• **STATED PROBLEM**: Please collect every line of the entries below that contains the word "black", treating uppercase and lowercase as different.

Region labeling entries
## start
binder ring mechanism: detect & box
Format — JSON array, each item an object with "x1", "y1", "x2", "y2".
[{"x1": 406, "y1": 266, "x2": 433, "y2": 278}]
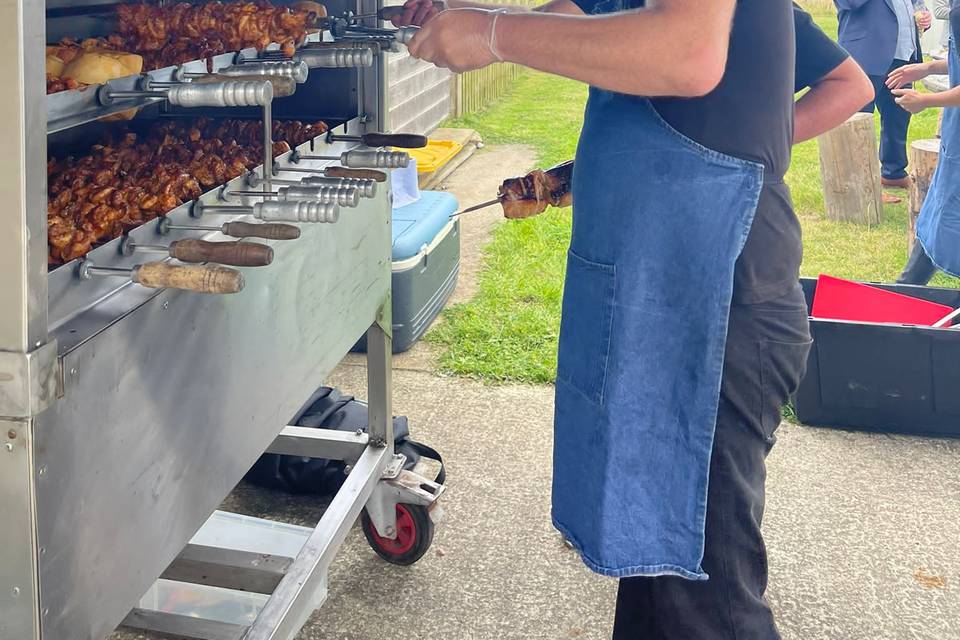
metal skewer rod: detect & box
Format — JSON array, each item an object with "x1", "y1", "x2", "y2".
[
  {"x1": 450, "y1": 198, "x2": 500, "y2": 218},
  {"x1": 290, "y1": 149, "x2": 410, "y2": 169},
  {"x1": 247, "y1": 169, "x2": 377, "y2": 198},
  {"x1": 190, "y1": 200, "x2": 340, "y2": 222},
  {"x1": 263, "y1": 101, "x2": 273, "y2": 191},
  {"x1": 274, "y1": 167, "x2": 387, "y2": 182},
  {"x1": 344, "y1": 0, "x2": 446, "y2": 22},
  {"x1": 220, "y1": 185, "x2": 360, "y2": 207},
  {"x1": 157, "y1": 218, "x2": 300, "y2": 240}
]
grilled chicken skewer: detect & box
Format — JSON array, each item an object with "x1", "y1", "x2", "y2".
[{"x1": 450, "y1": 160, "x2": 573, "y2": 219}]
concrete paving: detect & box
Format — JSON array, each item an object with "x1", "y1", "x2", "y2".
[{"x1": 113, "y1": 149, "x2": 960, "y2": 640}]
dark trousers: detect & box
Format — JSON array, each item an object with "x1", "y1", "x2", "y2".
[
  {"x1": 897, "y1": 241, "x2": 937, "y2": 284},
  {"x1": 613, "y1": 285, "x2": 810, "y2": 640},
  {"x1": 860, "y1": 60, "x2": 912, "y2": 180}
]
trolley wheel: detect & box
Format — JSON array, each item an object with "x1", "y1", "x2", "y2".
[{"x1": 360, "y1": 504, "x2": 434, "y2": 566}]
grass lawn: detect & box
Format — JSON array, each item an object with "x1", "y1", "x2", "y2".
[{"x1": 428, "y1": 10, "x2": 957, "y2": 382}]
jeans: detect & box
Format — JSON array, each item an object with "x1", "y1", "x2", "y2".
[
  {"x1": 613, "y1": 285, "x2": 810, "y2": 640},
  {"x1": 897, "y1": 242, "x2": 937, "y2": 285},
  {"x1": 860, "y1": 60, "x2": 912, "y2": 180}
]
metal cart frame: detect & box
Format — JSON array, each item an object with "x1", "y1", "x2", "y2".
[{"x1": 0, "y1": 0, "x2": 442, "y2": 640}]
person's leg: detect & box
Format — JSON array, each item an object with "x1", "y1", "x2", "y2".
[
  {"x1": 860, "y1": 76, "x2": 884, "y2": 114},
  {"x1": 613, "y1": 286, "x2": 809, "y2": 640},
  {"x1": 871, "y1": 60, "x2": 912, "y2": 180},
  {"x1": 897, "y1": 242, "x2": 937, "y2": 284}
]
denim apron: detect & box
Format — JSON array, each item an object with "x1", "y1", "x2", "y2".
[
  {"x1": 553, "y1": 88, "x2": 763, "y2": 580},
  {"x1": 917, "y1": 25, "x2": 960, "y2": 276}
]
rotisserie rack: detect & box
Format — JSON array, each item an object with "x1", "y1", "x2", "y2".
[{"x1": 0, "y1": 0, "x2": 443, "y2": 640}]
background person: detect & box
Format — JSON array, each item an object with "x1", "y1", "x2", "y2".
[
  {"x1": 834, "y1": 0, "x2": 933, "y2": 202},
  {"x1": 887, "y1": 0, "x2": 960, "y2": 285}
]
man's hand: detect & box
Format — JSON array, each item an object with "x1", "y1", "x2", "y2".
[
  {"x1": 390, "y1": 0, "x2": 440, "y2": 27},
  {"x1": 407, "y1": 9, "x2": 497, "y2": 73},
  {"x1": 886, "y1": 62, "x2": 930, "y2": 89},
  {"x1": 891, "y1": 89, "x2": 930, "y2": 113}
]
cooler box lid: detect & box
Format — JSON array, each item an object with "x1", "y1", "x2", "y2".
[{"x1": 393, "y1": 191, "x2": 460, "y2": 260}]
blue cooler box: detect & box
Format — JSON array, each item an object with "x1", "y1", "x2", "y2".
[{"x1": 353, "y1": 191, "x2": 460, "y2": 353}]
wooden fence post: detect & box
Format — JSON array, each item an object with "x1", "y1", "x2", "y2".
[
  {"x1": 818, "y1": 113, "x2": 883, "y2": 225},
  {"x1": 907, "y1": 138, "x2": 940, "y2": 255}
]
## end
## start
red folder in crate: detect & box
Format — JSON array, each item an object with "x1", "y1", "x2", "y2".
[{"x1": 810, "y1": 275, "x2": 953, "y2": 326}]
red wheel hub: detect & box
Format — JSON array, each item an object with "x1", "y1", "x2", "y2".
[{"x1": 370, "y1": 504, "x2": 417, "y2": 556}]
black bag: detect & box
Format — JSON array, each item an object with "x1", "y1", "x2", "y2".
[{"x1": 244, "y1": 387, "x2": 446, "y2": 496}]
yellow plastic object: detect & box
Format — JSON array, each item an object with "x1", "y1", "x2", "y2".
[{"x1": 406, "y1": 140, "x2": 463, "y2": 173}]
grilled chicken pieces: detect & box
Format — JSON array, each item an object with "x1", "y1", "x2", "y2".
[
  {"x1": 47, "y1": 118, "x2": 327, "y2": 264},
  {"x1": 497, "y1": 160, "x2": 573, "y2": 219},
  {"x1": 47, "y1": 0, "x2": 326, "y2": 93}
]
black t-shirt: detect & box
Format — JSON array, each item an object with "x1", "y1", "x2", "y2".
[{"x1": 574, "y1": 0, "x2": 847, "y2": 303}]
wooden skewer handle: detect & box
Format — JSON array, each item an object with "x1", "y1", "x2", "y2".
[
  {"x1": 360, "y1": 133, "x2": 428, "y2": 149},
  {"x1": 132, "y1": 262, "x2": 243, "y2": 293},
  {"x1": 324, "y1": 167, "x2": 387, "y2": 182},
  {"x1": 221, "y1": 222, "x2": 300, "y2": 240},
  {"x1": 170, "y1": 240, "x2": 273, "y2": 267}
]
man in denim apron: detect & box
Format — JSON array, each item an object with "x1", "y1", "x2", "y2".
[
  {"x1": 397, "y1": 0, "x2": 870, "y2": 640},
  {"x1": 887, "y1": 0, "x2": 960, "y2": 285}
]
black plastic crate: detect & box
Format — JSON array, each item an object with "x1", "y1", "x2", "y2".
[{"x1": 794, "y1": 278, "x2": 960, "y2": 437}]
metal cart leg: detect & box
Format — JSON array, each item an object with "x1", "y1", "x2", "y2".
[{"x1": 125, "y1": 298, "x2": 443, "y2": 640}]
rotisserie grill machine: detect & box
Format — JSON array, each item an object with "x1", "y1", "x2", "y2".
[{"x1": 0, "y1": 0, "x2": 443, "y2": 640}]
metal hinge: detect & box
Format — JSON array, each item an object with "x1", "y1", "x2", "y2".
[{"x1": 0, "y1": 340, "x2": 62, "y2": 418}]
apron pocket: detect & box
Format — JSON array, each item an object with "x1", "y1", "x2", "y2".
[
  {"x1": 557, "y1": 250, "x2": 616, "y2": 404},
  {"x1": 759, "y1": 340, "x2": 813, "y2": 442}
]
## end
• **WORKED ANSWER**:
black bag: detect & box
black t-shirt: detect & box
black plastic crate: detect & box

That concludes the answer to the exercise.